Document text —
+ + + + + + +

Common Defenses To Slip And Fall Accident Claims

Slip and fall claims are classified as negligence lawsuits under tort law. To successfully claim a slip and fall accident claim, a claimant must be able to show the general core elements of a negligence lawsuit: duty, breach, causation, and damages or harm. Thus, to successfully defend a slip and fall accident claim, a defendant must be able to attack one of the elements listed above. Some of the most common defenses to slip and fall accident claims are as follows.

Open and Obvious Danger

An element of a successful slip and fall case is whether the property owner has a duty to the person that is hurt on the premise and whether that duty was breached. Typically, a property owner must either fix the hazard or at the very least warn their licensees and invitees of the dangers in the premise.

However, a property owner may not be held responsible for the damages and harm that occurs to their property if such danger is open and obvious to everybody on the premise. But this defense may be limited if knowing about the hazard is not enough for a reasonable person to protect themselves from the dangerous condition.

Lack of Notice

Another element to a slip and fall accident claim is notice. Specifically, a claimant must show that a property owner must know or should have known of the dangerous condition on their premises to owe a duty to the injured person. An effective defense to this element is that the property owner does not know or have reasonable notice of such danger on their premise.

Of course, reasonably, failing to inspect their premise for dangerous conditions renders this defense moot since a reasonable property owner would have discovered the hazards on their property by conducting a reasonable inspection on the property.

The following types of notices are as follows:

Actual Notice

For actual notice to apply, the property owner must know about the danger that exists on their property.

Constructive Notice

This means that the property owner would or should have a reason to know that such danger exists on their property.

Assumption of Risk

The assumption of risk is a legal defense to a slip and fall case where a property owner is protected from liability for the injuries incurred on their premise if the claimant knew and assumed the risk of being on the property. This applies especially if the property owner gives the claimant reasonable notice or warning.


Generally, property owners are not liable for the injuries incurred by trespassers on their premises. However, there are certain circumstances where a property owner may be responsible for the harm incurred by trespassers on their premises. An example of a specific situation where a property owner may be liable to a trespasser is if they knew that their property would attract trespassers or trespassers on their property. Under these particular situations, trespassers may have a cause of action against the property owner. Otherwise, property owners have a defense against slip and fall claims filed by trespassers.

+ + + + + + +

Complete the following —
a - Using the text on defenses to slip and fall claims, decide whether each statement agrees with it. Answer yes or no for each and quote the deciding words. (i) Slip and fall claims fall under tort law as negligence lawsuits. (ii) Not inspecting the premises strengthens a property owner's lack-of-notice defense. (iii) A property owner can never be held responsible for harm to trespassers.
b - Write a continuation of the text on defenses to slip and fall claims, picking up after its final sentence.

+ + + + + + +

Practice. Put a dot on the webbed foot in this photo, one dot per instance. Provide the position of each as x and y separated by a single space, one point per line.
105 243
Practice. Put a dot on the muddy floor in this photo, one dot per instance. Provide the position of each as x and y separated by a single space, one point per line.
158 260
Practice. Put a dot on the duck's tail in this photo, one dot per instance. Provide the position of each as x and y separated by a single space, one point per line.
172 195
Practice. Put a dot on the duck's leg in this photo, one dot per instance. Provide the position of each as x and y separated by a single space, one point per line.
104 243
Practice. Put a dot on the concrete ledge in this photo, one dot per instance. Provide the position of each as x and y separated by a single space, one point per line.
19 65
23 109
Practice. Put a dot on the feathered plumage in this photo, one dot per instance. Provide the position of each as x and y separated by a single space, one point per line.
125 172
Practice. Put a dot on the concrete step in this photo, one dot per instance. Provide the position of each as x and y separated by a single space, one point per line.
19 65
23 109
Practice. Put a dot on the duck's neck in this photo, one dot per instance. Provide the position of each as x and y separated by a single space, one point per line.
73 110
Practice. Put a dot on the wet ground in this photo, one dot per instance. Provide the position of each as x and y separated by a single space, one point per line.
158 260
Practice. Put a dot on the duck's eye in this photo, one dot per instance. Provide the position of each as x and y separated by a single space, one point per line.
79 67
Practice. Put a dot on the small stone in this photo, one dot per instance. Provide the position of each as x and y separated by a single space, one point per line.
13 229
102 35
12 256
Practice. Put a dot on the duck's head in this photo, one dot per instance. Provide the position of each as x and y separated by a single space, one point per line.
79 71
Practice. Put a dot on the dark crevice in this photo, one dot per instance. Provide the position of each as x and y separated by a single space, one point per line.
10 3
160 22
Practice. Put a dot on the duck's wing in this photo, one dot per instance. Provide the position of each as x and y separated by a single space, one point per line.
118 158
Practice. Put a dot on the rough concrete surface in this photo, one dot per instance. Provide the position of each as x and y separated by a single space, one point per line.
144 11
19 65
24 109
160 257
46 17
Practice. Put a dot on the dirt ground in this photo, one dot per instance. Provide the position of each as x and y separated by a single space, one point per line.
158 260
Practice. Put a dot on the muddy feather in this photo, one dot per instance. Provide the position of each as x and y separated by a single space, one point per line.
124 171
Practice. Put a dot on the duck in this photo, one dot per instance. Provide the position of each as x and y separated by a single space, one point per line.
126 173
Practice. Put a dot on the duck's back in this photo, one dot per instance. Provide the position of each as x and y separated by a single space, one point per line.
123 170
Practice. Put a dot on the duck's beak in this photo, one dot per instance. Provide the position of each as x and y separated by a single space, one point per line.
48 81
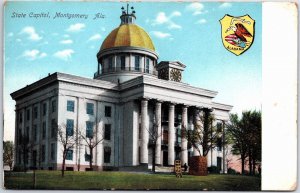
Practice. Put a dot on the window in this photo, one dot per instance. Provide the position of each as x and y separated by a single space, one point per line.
70 127
136 63
20 117
122 62
110 63
43 153
89 129
90 108
34 132
44 130
52 151
35 113
53 104
147 65
219 144
87 155
53 128
27 132
70 106
69 155
219 127
178 134
44 109
20 135
107 131
107 152
28 115
107 111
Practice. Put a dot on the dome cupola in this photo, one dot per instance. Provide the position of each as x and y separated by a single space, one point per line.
127 52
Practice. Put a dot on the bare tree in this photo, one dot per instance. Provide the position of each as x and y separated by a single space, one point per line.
205 134
68 139
8 153
92 139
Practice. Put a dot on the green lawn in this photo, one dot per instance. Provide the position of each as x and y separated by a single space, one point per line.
129 181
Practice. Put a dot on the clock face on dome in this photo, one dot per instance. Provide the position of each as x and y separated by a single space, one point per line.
163 74
175 75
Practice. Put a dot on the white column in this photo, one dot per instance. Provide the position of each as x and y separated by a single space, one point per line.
158 141
144 130
184 153
195 121
171 136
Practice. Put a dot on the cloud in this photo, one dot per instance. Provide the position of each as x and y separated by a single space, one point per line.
32 35
160 34
225 5
66 41
201 21
94 37
197 8
33 54
162 18
42 55
64 54
76 27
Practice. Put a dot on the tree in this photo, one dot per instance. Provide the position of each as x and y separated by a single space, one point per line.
245 134
92 139
68 139
8 153
205 134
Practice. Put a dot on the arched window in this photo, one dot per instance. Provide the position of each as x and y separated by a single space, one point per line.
122 62
147 70
137 63
110 63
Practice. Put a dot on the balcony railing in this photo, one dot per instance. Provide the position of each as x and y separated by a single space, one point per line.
124 69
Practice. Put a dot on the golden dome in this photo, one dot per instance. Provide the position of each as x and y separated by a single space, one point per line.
128 35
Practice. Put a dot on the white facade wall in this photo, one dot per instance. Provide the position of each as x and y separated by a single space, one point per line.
125 120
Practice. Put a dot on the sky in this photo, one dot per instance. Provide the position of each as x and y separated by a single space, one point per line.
189 32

+ + + + + + +

Answers to the exercises —
a -
(i) Yes: "Slip and fall claims are classified as negligence lawsuits under tort law."
(ii) No: "failing to inspect their premise for dangerous conditions renders this defense moot"
(iii) No: "there are certain circumstances where a property owner may be responsible for the harm incurred by trespassers on their premises"

b -
Statute of Limitation

Another defense available to a property owner is whether a statute of limitation has been reached as it applies to a slip and fall claim.

The statute of limitation is the rule that sets the maximum time when a party to a lawsuit can file a claim against another party. Generally, a slip and fall case claimant cannot file a claim against the property owner if the statute of limitation has been reached.

However, statutes of limitations are subject to the rules of each state. Thus, it is advisable to seek the guidance of a personal injury lawyer to assess how the statute of limitation applies to the slip and fall claim.

Comparative or Contributory Negligence Rules

Another defense that is dependent on the state that has jurisdiction over the slip and fall case is comparative or contributory negligence. Each state has its own rule on whether they apply comparative or contributory negligence to their personal injury cases.

Depending on the type of comparative negligence or whether contributory negligence applies, a claimant’s actions that led to their injuries may limit or lessen their claim against the property owner. 

Therefore, it is best to seek counsel from a personal injury lawyer licensed in the state with jurisdiction over the case to determine whether comparative or contributory negligence applies and how a claimant’s actions can alleviate the property owner’s liability. These are generally the typical defenses to a slip and fall case. However, each state may have its limitation or application of these defenses. Please refer to a personal injury lawyer licensed in their state to help them assess whether any of these defenses apply to a specific case.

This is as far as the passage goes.